Document text:

%%

The best songs we heard this year reflected a deep sense of collective need. For safety, for respect, for self-definition. For money or sex or revolution. Maybe we just hear what we crave, but on huge hits and semi-obscure album cuts alike, it seemed that musicians in 2017 were facing down eternity or the possibility of annihilation. Both Sylvan Esso and Jason Isbell linked love with death. Kendrick Lamar gave us his most tender song yet, as well as his harshest condemnation. Ibeyi and Kesha gave us righteous anger and forgiveness. Sharon Jones faced the end. Harry Styles pivoted from cheery pop to epic rock while glancing over his shoulder at the apocalypse. It's just a song, right? But if the end really is near, here's our countdown: the 100 best songs of 2017.
100. Chris Stapleton "Broken Halos"
Chris Stapleton is the embodiment of sturdy country masculinity, and that's not just because of his mountain man appearance. He often walks the line between deep feeling and stoicism, bending notes and belting as a man who bears up beneath emotional burdens, who owns his failings, who faces his sources of pain. Stapleton plundered his back catalog of songs for a couple of albums this year, and "Broken Halos," written with his former SteelDrivers bandmate Mike Henderson, has become not only a modestly successful single, but Stapleton's go-to response to recent tragedies. Sounding both toughened and subdued by experience, and buoyed by his wife Morgane's harmonies, he extends the country and gospel tradition of songs that accept that many losses defy reason. —Jewly Hight
99. Kelly Clarkson "Love So Soft"
Does Kelly Clarkson have the right to make a banger? The original American Idol's gift for blending and transcending genres, the good nature that shines through on this ode to grown people's love, and above all, that Maybach of a voice — cruising into overdrive, turning on a dime with a little "whoo!" — add up to this high-speed chase of a track, which says: absolutely. —Ann Powers
98. Tyler, The Creator feat. Frank Ocean and Steve Lacy "911 / Mr. Lonely"
Tyler, the Creator paints the progression of loneliness as something of a Soul Train party on the two-part track "911/Mr. Lonely." Featuring supporting vocals from Frank Ocean, Steve Lacy and Anna of the North and produced by the rapper himself, Tyler sets mild despair into motion. While the production is infused with old school boogie vibes thanks to a melody sample of The Gap Band's "Outstanding," the message is somber. "Treat me like direct deposit / Check up on me sometime / Ask me how I'm really doin' / So I never have to hit that 911." —Sidney Madden
97. Christian Scott aTunde Adjuah feat. Elena Pinderhughes "Encryption"

%%

Written problem 1: Quote the 2017 song list verbatim, starting at "The best songs" and ending at "songs of 2017.".
Written problem 2:
Answer these from the 2017 song list:
(a) Who co-wrote "Broken Halos" with Chris Stapleton?
(b) Which Gap Band song supplies the melody sample on "911/Mr. Lonely"?
(c) What kind of car is Kelly Clarkson's voice compared to?
The data that comes next has no connection to the 2017 song list.

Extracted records
%%

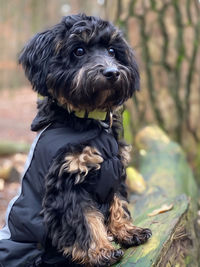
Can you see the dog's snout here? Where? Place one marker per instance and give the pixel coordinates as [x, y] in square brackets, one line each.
[111, 73]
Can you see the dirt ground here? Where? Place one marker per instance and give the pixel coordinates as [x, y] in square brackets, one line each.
[17, 109]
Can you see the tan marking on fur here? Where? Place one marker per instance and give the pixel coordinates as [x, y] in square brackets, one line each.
[58, 46]
[124, 152]
[78, 78]
[120, 223]
[78, 255]
[100, 241]
[82, 163]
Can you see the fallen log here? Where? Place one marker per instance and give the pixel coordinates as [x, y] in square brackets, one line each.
[10, 148]
[170, 182]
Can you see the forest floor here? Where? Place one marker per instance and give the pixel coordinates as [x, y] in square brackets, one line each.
[17, 110]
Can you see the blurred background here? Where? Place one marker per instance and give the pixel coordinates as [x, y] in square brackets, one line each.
[166, 38]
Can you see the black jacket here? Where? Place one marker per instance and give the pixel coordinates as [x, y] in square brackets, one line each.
[23, 240]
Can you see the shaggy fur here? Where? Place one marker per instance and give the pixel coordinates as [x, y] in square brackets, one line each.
[84, 64]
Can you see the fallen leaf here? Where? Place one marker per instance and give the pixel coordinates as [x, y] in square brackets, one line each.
[163, 209]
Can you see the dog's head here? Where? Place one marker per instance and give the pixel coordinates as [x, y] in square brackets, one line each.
[83, 61]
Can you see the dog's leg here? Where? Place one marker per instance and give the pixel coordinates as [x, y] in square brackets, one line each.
[100, 252]
[121, 227]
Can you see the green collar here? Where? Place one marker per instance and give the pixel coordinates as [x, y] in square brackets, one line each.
[95, 114]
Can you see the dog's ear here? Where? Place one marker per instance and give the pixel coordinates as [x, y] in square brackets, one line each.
[35, 60]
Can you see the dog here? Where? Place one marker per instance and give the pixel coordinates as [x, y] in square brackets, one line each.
[73, 201]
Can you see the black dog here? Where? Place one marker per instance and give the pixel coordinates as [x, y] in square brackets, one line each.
[85, 70]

%%

Worked solution 1:
The best songs we heard this year reflected a deep sense of collective need. For safety, for respect, for self-definition. For money or sex or revolution. Maybe we just hear what we crave, but on huge hits and semi-obscure album cuts alike, it seemed that musicians in 2017 were facing down eternity or the possibility of annihilation. Both Sylvan Esso and Jason Isbell linked love with death. Kendrick Lamar gave us his most tender song yet, as well as his harshest condemnation. Ibeyi and Kesha gave us righteous anger and forgiveness. Sharon Jones faced the end. Harry Styles pivoted from cheery pop to epic rock while glancing over his shoulder at the apocalypse. It's just a song, right? But if the end really is near, here's our countdown: the 100 best songs of 2017.

Worked solution 2:
(a) Mike Henderson, his former SteelDrivers bandmate.
(b) "Outstanding."
(c) A Maybach.